----- LISTED RECORDS -----

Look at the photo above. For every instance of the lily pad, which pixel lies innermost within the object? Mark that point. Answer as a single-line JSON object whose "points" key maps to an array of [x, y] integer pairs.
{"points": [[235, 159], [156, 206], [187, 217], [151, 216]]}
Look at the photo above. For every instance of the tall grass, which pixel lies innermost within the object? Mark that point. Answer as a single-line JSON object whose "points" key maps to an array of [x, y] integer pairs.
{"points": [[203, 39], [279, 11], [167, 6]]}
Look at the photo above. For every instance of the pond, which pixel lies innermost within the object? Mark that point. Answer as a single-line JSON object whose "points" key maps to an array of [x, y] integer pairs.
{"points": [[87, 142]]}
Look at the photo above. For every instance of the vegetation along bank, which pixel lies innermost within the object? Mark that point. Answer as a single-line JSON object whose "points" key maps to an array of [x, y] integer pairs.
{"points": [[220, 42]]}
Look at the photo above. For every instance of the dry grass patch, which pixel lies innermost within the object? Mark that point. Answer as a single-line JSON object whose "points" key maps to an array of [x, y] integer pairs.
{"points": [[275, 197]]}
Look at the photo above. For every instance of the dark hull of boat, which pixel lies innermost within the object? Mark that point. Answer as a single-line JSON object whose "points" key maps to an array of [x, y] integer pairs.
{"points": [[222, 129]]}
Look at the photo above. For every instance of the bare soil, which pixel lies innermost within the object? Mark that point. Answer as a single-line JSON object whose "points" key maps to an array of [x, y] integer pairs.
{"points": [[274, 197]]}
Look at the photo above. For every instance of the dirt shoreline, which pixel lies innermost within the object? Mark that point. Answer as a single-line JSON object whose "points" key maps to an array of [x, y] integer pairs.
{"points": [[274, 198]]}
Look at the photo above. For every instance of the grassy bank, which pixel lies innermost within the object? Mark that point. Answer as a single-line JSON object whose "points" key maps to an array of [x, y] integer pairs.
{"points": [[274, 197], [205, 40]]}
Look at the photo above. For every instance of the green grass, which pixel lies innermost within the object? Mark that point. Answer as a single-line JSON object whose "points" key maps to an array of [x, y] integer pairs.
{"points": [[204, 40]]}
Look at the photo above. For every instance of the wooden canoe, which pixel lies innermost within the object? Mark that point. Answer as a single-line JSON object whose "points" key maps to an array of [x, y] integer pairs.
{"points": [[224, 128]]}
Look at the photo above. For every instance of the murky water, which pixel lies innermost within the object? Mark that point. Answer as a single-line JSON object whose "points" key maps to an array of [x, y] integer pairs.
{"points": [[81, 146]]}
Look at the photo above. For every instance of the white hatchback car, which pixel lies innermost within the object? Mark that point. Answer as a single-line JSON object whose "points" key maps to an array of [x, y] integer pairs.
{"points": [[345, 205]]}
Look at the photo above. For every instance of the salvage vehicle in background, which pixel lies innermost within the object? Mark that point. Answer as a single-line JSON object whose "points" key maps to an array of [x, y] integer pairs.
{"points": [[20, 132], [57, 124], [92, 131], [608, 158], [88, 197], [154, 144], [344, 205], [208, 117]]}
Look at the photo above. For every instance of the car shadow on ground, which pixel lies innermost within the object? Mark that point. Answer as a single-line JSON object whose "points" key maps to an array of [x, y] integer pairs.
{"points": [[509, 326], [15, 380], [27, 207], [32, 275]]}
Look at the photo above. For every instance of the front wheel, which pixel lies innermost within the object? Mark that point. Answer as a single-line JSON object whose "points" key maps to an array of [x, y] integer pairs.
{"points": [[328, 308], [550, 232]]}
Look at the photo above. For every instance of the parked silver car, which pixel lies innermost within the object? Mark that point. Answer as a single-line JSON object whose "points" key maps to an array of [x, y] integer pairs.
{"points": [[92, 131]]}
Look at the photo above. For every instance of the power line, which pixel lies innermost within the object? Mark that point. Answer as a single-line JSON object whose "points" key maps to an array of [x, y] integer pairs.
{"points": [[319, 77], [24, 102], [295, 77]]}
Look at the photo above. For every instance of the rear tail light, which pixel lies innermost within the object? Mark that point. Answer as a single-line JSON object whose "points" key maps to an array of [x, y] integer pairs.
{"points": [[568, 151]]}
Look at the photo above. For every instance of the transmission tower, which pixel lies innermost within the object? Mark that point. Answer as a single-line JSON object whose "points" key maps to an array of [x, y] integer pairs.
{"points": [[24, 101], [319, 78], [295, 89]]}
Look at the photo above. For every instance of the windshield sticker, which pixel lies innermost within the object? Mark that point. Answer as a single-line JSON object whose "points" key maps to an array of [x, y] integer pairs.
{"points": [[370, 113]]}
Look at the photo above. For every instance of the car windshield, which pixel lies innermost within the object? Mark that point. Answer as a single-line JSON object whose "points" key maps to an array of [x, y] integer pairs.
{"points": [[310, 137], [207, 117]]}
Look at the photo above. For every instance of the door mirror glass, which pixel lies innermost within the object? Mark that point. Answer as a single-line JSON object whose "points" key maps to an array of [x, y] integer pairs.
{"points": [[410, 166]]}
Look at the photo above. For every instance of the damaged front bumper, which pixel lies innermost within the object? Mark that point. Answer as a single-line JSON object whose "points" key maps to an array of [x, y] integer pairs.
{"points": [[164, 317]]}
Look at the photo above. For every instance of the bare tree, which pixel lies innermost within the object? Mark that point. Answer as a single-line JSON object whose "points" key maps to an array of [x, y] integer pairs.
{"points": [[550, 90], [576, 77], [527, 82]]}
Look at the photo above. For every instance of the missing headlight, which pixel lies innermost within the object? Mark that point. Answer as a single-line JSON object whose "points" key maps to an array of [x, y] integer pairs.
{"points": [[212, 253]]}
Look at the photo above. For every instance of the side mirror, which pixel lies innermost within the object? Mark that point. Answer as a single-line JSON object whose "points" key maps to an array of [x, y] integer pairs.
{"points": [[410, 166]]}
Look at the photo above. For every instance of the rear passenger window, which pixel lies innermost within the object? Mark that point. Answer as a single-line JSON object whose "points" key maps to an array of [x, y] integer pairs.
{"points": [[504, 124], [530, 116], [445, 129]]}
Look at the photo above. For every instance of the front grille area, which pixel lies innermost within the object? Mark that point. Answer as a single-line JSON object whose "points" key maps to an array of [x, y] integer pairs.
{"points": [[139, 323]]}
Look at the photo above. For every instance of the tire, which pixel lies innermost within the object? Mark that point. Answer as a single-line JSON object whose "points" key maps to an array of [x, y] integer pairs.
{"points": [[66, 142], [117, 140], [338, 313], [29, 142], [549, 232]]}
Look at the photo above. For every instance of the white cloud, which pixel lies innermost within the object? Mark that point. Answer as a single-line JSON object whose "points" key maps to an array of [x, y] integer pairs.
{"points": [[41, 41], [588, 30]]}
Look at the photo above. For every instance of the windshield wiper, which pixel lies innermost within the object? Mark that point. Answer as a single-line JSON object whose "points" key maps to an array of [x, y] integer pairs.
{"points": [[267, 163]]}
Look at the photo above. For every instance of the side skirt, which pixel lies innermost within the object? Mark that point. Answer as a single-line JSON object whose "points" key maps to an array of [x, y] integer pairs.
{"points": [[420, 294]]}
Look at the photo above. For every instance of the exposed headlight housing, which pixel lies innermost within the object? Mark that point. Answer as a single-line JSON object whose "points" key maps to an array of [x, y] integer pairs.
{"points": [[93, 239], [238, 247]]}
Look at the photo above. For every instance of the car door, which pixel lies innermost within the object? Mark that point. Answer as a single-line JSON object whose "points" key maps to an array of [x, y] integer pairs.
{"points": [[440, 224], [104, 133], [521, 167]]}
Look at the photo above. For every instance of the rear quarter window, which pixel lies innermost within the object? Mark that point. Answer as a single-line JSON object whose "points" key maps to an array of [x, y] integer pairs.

-----

**EXERCISE GOAL**
Please copy the material exactly, line for line.

**ANSWER SPACE**
Look at the photo above. For every instance of the lily pad, which pixel lies innermost within the object? Mark that point. Answer as a single-line JSON object whose "points" key maps to an array of [x, y] integer pairs.
{"points": [[235, 159], [156, 206], [187, 217], [151, 216]]}
Look at the photo above. For every instance of the tall grass, which pixel lies innermost within the object? Mark that point. Answer as a single-line JSON object whose "points" key maps to an array of [x, y] integer pairs.
{"points": [[203, 39], [279, 11], [167, 6]]}
Look at the photo above. For every instance of the pond, which pixel lies innermost within the object? Mark that point. Answer as a single-line JSON object whose "points" key maps to an array of [x, y] integer pairs.
{"points": [[87, 142]]}
Look at the photo above. For every instance of the vegetation along bank, which pixel lies innermost within the object? Mark that point. Answer as a single-line JSON object whose "points" key maps to an array of [x, y] integer pairs.
{"points": [[220, 42]]}
Look at the photo above. For every instance of the dry grass patch, which pixel lies innermost within the object? Mark that point. Answer as a single-line JSON object whose "points" key maps to an array of [x, y] integer pairs.
{"points": [[275, 197]]}
Look at the photo above. For every instance of the dark hull of boat, which pixel lies innermost within the object? Mark that point. Answer as a single-line JSON object whose "points" key maps to an array of [x, y] integer pairs.
{"points": [[222, 129]]}
Look at the photo above. For every instance of the bare soil, which pixel lies innermost within the object? Mark that point. Answer as a single-line JSON object whose "points" key maps to an array of [x, y] integer pairs.
{"points": [[274, 197]]}
Look at the photo above. For every instance of the dirt shoreline, which pixel lies innermost within the object? Mark that point. Answer as a single-line JSON object whose "points" key maps to an array of [x, y] integer pairs.
{"points": [[274, 198]]}
Look at the photo above. For every instance of the grassy bank, which pixel lies innermost within the object? Mark that point. Answer as a single-line JSON object whose "points" key maps to an array of [x, y] integer pairs.
{"points": [[274, 197], [205, 40]]}
Look at the photo above. For every instance of the green grass, which pixel lies innermost within the object? Mark that point. Answer as a single-line JSON object whose "points" key maps to an array of [x, y] integer pairs.
{"points": [[204, 40]]}
Look at the photo above. For every instance of the wooden canoe, which pixel lies innermost within the object? Mark that point. Answer as a single-line JSON object whose "points" key maps to an array of [x, y] integer pairs.
{"points": [[224, 128]]}
Look at the photo above. For every instance of the murky water, which pixel lies innermost within the object? Mark that point. Answer as a single-line JSON object whose "points" key maps to an array of [x, y] integer pairs.
{"points": [[81, 146]]}
Look at the photo above. For every instance of the white hatchback car, which pixel lies innermost within the object? Mark that point. Answer as a single-line JSON object whose "points" key maps to an array of [x, y] integer pairs.
{"points": [[345, 205]]}
Look at the photo above. For every instance of the salvage vehicle in background, which pixel lies innermost within the object? Mark that point. Answer as a single-line JSON object whose "points" key maps to an array of [x, y] integer pairs.
{"points": [[20, 132], [57, 124], [92, 131], [608, 158], [88, 197], [154, 144], [344, 205], [208, 117]]}
Look at the photo above. For every instance of the car shadow on ground, which pixel lies innermost within the object? Mark that point. Answer as a single-line JSON object whose "points" key maps to an array of [x, y] integer pairs.
{"points": [[509, 326], [15, 380], [27, 207], [32, 275]]}
Look at the photo above. For every instance of the front wheel, which pixel lies innermost within the object? Mark that point. Answer as a single-line JSON object whose "points" key maps to an array of [x, y] integer pairs.
{"points": [[328, 308], [550, 232]]}
Look at the photo above. For every instance of the parked silver car, which pixel lies innermost within the object? Mark that point. Answer as a single-line JSON object whose "points" key maps to an array of [x, y] integer pairs.
{"points": [[92, 131]]}
Look at the photo above. For every instance of the power line, which pixel lies innermost within the object? Mark that point. Answer as a single-line JSON object whose "points" key maps to an array of [x, y] integer pairs.
{"points": [[319, 77], [24, 102], [295, 77]]}
Look at the photo above. For every instance of the rear tail light, which pixel lies innermost within the object? Mark that point. Answer as a single-line JSON object whose "points" key maps to an array of [x, y] integer pairs.
{"points": [[568, 151]]}
Look at the photo above. For every instance of the transmission tower, which pixel lies innermost within the object? Mark that point. Answer as a single-line JSON object whose "points" key maps to an array of [x, y] integer pairs.
{"points": [[24, 101], [319, 78], [295, 89]]}
Look at the photo above. For every instance of the windshield sticker, which pixel lies innermost within the object? Mark that point. Answer as a single-line JSON object whose "points" key maps to an array of [x, y] integer pairs.
{"points": [[370, 113]]}
Look at the photo above. For every instance of the car windshield, which pixel lies innermost within the object? Mark that point. Answer as a single-line JSON object whose "points" key maps to an array of [x, y] integer pairs.
{"points": [[310, 137], [207, 117]]}
Look at the photo above. For every instance of the door mirror glass, which pixel lies innermost within the object? Mark that point. Answer as a single-line JSON object whose "points" key maps to an array of [x, y] integer pairs.
{"points": [[410, 166]]}
Look at the photo above. For every instance of the damaged front bumper, which pixel lies innermost within the object? Mark that point. Answer as a single-line JSON object whose "points" key maps to an array of [x, y] integer pairs.
{"points": [[164, 317]]}
Look at the photo above. For every instance of the bare tree, which pixel lies innermost within the object? Mark that point. Answer as a single-line JSON object whose "points" key maps to an array of [x, y] integer pairs.
{"points": [[550, 90], [576, 77], [527, 82]]}
Look at the photo above. For every instance of the missing headlight, which pixel lies innermost within the object? Mark that point. Answer as a single-line JSON object whose "points" key maps to an array of [x, y] integer pairs.
{"points": [[212, 253]]}
Look at the photo above. For every instance of the side mirror, which pixel lies innermost within the object? Mark that point. Answer as a single-line JSON object whose "points" key maps to an array of [x, y] integer pairs.
{"points": [[410, 166]]}
Look at the photo above. For every instance of the rear passenger window, which pixel lies innermost within the object? Mark that point. Answer as a single-line JSON object whose "points" key maps to an array of [x, y] integer pairs.
{"points": [[504, 124], [530, 116], [445, 129]]}
Look at the photo above. For every instance of the front grille area, which pixel lies innermost within the object? Mark that point. Answer as a single-line JSON object whose "points" key maps to an array of [x, y] integer pairs.
{"points": [[139, 323]]}
Look at the photo above. For every instance of the tire, which pixel lies innermost within the object? Mark that point. Answer as a single-line JSON object whose "points" key maps to an array of [x, y] integer pairs.
{"points": [[66, 142], [117, 140], [338, 313], [29, 142], [549, 232]]}
Look at the photo above. For every instance of the white cloud, which pixel lies innermost within the object? Mark that point. Answer as a single-line JSON object whose "points" key maps to an array of [x, y] integer pairs.
{"points": [[41, 41], [588, 30]]}
Look at the photo above. For every instance of the windshield wiper, which pixel lies innermost within the object? Mark that point. Answer as a single-line JSON object whose "points" key maps to an array of [x, y] integer pairs.
{"points": [[267, 163]]}
Look at the photo above. For every instance of the side skirt, which pixel lies innermost within the object? Mark that point. Answer as a single-line JSON object whose "points" key maps to an array of [x, y] integer pairs.
{"points": [[420, 294]]}
Look at the photo above. For every instance of the exposed headlight housing, which pixel lies innermost within the object? Mark that point. Answer as a single-line JSON object whose "points" key maps to an array of [x, y] integer pairs.
{"points": [[93, 239], [238, 247]]}
Look at the photo above. For every instance of the car door, which pixel lies innermost within the object? Mark that point. Answer as a single-line JSON object whose "points" key maps to an array of [x, y] integer pairs.
{"points": [[440, 224], [104, 133], [521, 167]]}
Look at the photo above. For every instance of the rear quarter window, which pixel lies innermost within the object? Mark that point. Answer as a single-line JSON object whose "points" key maps to an array of [x, y] integer pairs.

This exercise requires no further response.